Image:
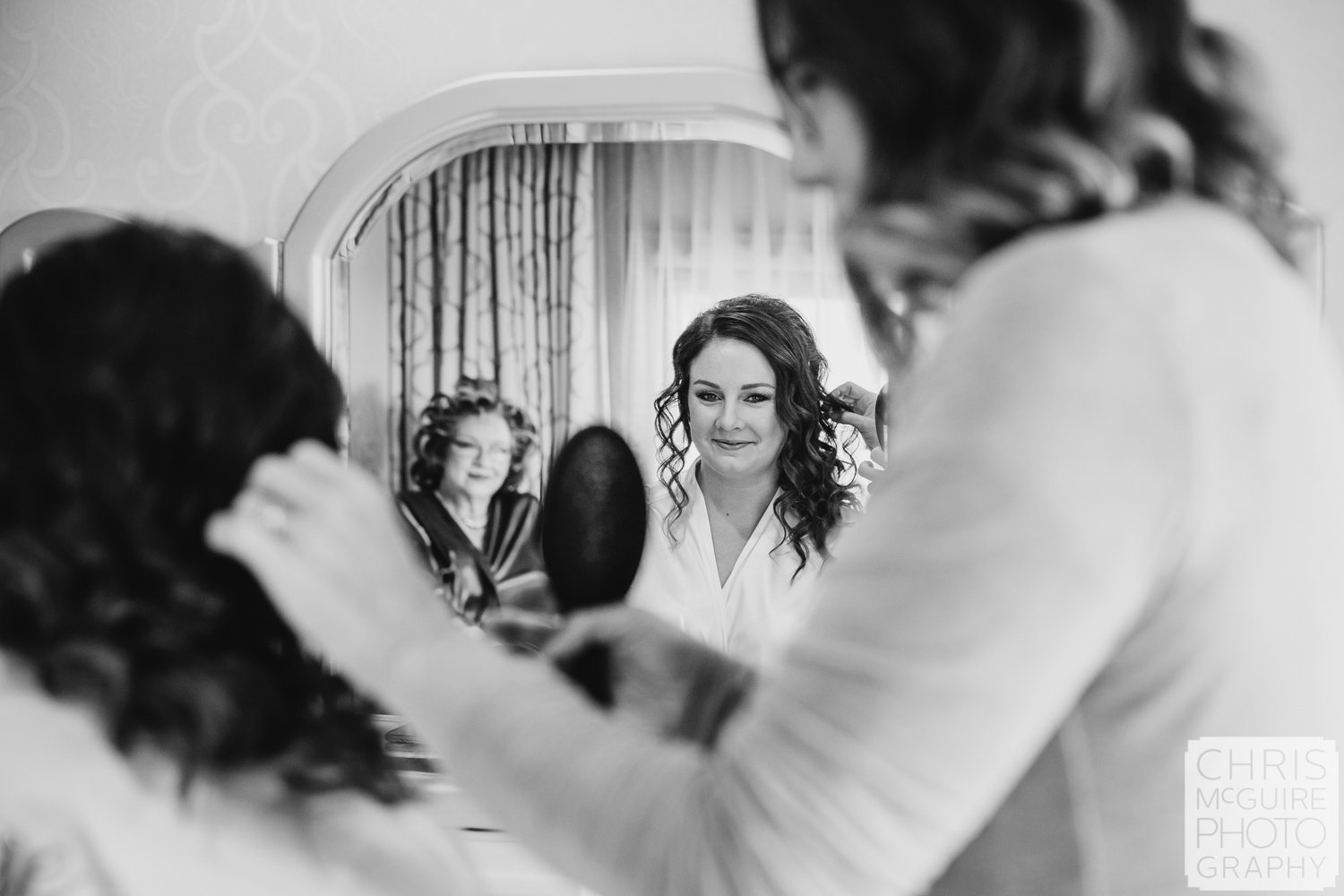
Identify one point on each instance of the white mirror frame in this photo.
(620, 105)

——————

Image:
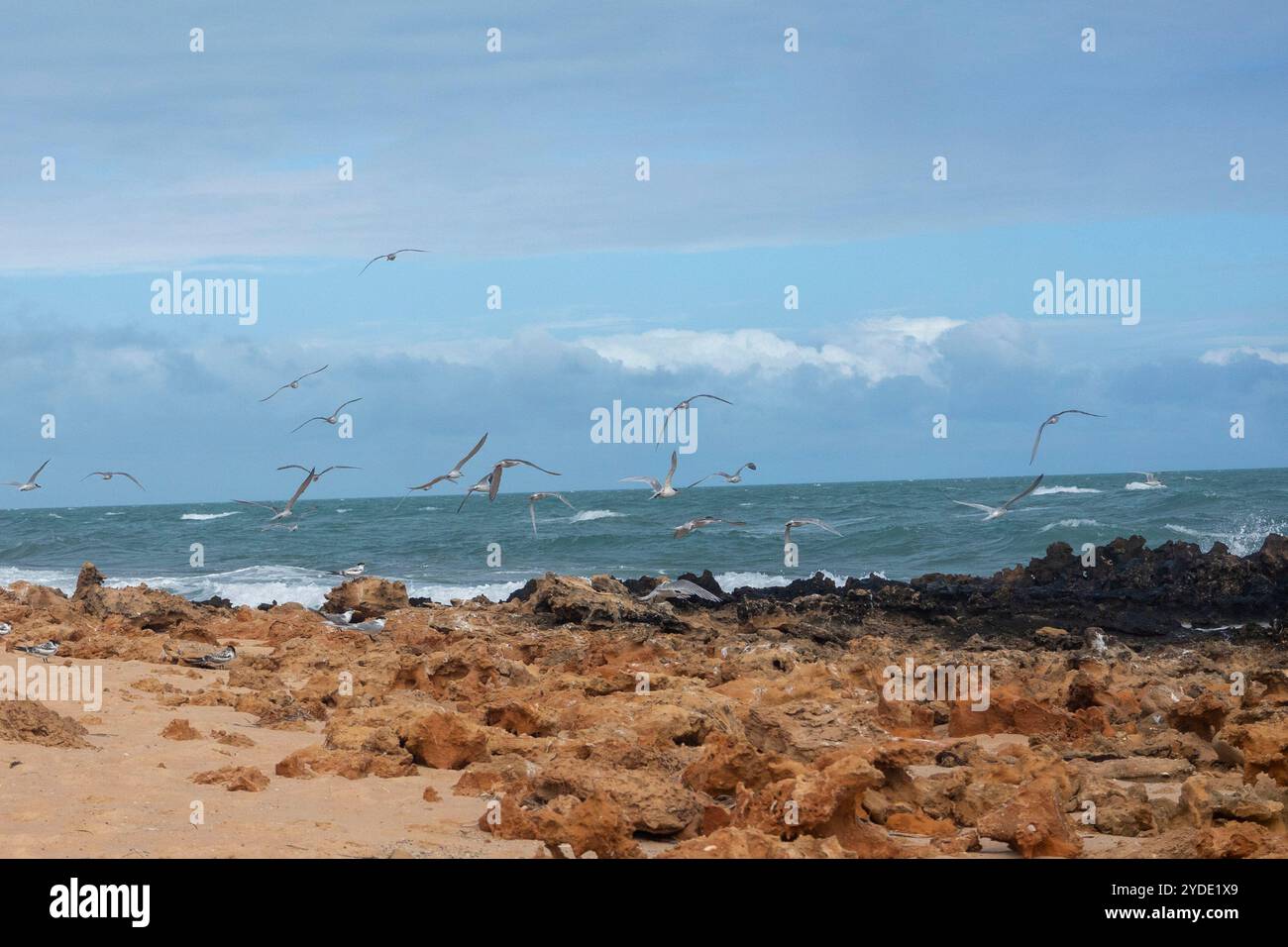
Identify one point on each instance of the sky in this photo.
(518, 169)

——————

Directive:
Copy out every row above that contains the word "instance".

Exercise answer:
Identify one point on each instance of the white mirror frame in this photo.
Identify one point on each instance of the sky in this photo.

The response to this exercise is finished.